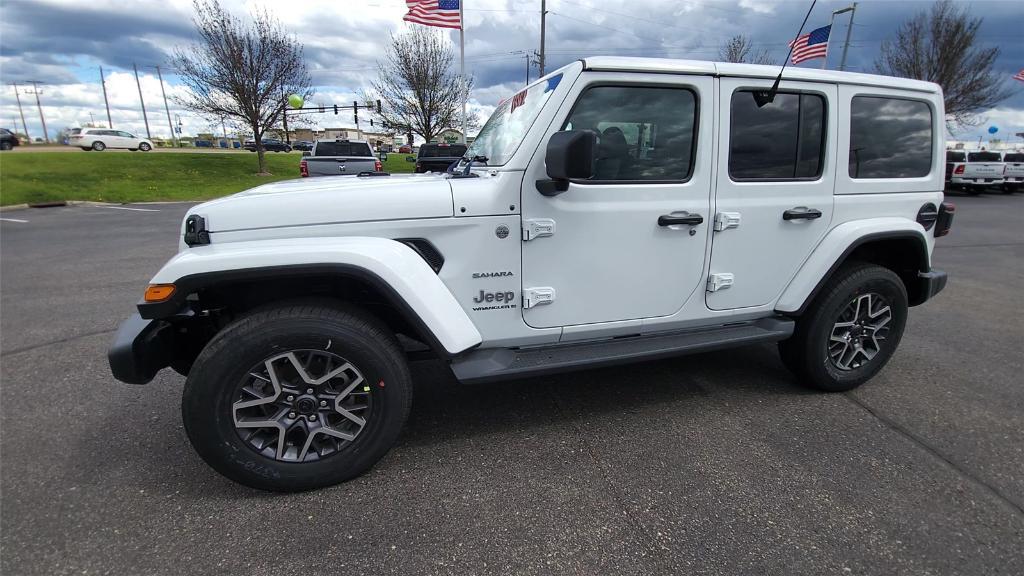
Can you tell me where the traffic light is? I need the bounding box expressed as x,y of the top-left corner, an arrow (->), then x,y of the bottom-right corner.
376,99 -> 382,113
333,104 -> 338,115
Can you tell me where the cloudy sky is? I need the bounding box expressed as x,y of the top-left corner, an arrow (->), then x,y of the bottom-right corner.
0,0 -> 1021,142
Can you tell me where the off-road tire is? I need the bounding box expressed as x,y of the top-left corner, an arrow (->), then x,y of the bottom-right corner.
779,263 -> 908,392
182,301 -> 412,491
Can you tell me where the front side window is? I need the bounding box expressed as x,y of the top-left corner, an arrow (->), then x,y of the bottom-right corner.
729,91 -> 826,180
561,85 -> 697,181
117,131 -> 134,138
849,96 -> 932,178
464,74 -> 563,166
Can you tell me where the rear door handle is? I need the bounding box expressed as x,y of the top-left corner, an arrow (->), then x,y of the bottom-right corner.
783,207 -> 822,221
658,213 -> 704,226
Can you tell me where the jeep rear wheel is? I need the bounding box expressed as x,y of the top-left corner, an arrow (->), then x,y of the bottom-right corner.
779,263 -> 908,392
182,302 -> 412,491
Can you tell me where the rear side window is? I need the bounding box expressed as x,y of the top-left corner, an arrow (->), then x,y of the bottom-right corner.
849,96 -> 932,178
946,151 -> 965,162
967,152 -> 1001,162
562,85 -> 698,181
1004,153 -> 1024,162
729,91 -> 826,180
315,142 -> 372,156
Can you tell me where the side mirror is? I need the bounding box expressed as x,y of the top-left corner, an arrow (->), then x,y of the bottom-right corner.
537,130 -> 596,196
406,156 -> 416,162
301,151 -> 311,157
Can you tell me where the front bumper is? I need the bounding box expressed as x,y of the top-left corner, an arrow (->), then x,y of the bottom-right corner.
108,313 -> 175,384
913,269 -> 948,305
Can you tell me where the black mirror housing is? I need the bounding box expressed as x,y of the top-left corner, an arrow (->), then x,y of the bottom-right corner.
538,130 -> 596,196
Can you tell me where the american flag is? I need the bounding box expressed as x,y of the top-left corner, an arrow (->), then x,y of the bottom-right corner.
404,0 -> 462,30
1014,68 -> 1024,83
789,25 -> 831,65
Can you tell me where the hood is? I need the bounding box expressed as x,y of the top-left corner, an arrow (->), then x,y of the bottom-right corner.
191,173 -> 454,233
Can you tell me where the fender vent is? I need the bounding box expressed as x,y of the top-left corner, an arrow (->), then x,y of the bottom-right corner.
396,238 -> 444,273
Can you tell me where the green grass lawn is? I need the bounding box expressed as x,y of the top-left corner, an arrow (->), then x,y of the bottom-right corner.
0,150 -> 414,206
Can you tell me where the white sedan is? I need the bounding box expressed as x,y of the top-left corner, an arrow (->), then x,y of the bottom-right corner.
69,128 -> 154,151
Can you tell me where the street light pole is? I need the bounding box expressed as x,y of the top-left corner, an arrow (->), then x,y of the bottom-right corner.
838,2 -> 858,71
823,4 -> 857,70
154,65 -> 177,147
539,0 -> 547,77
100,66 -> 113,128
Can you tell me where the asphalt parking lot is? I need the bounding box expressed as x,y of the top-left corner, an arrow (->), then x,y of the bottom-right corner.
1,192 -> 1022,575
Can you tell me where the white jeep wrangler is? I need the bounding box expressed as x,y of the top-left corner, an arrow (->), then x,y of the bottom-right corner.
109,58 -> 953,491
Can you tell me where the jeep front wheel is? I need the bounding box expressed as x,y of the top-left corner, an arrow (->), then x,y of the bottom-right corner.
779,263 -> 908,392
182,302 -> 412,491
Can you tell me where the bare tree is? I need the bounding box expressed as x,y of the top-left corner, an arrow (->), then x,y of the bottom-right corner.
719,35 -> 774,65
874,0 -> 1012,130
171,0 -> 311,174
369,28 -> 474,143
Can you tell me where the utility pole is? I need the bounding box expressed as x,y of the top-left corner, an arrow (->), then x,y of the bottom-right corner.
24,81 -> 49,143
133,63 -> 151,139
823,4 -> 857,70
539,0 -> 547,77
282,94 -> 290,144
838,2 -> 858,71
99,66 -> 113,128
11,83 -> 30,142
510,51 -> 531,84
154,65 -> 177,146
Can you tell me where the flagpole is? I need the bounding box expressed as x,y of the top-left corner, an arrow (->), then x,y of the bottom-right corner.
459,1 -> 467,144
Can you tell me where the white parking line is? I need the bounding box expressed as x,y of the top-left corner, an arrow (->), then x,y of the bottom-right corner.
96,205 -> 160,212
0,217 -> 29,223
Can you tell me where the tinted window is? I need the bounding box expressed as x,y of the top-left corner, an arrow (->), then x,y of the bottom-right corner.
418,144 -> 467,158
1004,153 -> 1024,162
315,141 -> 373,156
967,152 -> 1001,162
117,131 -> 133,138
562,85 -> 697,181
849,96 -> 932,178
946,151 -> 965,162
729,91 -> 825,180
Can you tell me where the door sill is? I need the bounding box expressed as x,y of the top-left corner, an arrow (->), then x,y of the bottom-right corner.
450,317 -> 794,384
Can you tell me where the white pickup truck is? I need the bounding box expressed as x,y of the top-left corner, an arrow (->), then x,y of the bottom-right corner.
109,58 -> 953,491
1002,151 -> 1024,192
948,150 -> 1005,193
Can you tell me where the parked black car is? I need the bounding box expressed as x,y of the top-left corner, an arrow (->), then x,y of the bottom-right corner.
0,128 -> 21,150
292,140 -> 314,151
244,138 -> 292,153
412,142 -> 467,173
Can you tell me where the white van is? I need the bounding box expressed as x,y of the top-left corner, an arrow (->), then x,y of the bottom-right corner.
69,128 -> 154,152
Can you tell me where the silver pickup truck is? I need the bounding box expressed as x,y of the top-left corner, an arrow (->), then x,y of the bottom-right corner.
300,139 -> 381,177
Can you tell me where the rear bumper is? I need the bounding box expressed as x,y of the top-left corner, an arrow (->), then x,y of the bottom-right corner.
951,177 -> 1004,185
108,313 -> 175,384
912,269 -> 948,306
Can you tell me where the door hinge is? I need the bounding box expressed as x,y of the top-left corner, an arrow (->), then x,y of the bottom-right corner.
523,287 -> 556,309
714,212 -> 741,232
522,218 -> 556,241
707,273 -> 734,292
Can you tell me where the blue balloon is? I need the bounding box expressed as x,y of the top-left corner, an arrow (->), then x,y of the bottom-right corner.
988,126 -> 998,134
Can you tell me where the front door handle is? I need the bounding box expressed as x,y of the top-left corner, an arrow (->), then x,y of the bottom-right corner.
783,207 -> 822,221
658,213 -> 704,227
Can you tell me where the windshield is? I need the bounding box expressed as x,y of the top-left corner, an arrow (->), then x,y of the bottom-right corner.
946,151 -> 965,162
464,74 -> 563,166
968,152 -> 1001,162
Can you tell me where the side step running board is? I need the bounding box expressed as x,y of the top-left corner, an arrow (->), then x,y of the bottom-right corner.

- - - - - - -

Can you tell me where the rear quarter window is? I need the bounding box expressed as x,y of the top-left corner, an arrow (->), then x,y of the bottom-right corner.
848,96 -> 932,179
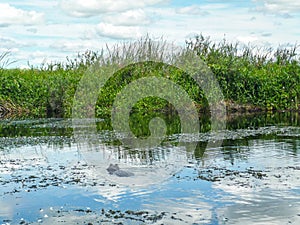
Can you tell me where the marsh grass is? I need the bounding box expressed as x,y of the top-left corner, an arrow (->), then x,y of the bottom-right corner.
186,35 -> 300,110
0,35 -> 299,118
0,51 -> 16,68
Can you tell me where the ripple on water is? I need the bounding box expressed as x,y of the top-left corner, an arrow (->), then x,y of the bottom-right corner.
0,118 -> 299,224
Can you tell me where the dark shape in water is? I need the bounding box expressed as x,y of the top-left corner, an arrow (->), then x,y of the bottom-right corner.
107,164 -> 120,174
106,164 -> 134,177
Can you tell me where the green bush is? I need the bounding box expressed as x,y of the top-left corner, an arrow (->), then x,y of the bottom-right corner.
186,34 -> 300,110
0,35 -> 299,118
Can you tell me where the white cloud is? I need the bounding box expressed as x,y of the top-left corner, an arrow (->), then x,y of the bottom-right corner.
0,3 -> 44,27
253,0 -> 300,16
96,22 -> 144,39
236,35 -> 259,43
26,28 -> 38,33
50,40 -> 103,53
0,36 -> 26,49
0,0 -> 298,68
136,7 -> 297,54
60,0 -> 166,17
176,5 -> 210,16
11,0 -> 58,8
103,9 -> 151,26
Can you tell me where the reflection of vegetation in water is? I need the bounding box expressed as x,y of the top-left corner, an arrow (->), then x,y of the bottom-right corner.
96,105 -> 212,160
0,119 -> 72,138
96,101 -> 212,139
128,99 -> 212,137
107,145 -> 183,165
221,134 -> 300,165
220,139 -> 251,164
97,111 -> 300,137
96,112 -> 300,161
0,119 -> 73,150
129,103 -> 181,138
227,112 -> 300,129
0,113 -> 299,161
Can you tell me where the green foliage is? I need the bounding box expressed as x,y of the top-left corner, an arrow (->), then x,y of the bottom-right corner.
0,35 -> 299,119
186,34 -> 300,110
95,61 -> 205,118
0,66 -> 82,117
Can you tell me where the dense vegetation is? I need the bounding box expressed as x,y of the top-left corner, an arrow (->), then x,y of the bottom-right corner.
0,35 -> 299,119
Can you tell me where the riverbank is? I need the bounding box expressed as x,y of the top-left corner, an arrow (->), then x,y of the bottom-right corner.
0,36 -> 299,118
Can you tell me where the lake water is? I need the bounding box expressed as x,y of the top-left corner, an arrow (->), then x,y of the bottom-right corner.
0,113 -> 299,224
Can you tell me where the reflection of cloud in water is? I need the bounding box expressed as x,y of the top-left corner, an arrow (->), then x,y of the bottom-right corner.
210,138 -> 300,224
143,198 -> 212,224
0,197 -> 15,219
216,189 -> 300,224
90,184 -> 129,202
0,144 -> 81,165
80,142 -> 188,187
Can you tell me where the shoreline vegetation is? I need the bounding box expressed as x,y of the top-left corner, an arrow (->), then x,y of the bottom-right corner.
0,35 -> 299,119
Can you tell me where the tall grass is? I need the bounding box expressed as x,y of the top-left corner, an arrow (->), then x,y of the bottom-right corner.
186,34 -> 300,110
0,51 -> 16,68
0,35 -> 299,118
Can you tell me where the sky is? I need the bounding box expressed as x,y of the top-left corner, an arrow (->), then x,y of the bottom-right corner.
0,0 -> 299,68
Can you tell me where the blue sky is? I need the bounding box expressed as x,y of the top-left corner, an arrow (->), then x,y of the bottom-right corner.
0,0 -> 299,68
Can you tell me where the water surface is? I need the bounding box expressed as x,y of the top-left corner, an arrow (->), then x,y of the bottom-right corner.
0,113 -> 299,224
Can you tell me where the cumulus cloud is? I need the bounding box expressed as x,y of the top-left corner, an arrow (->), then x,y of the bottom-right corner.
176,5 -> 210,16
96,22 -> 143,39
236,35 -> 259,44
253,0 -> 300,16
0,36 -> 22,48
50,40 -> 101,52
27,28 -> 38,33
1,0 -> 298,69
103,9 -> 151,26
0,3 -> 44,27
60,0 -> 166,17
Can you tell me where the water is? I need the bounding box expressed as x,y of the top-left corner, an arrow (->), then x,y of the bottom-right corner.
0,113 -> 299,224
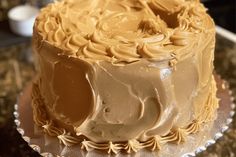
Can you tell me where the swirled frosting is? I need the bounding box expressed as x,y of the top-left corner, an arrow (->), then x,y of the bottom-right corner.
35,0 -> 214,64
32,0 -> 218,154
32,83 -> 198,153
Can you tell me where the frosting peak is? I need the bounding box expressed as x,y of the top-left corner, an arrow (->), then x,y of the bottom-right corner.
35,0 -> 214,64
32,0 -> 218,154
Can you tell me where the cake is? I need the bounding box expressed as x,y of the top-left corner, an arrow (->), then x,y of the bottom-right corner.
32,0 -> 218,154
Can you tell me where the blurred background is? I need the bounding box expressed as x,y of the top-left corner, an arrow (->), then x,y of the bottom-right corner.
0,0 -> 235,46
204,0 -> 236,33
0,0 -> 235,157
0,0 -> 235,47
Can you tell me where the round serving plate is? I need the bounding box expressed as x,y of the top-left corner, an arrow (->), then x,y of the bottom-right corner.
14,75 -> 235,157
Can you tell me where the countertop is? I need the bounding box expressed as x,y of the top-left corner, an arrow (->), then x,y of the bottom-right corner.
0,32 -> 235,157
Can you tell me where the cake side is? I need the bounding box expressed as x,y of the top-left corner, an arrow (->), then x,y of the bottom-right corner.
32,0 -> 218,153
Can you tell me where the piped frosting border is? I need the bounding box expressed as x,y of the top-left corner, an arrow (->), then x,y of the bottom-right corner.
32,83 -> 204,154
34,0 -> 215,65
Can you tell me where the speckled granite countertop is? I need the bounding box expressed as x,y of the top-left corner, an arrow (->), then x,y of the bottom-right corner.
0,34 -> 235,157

- - - - - - -

→ PROMPT: Quote the listing above, but only from the line that shows "Can you tell me where the blue balloon" through the line that shows "Can you tell me where the side step".

→ RESPONSE:
Can you tell me where the blue balloon is? I need the bounding box expressed as x,y of the top-left corner, an arrow (->), then x,y of the bottom-right corner.
988,126 -> 998,134
Can you tell me where the front door handle is? I need the bounding box expressed as x,y of the top-left corner, an arrow (->), then x,y of the bottom-right corner.
783,207 -> 822,221
658,213 -> 704,227
Can you tell me where the windshield is? I need the bounding box expressed as x,y of the top-left corner, an arrow (->), then x,y of the bottom-right corner.
946,151 -> 965,162
464,74 -> 563,166
968,152 -> 1001,162
Can you tell me where the side step running board is? I need the bounding box expressed as x,y of the top-left corner, an arrow (->), then x,y of the bottom-right corner.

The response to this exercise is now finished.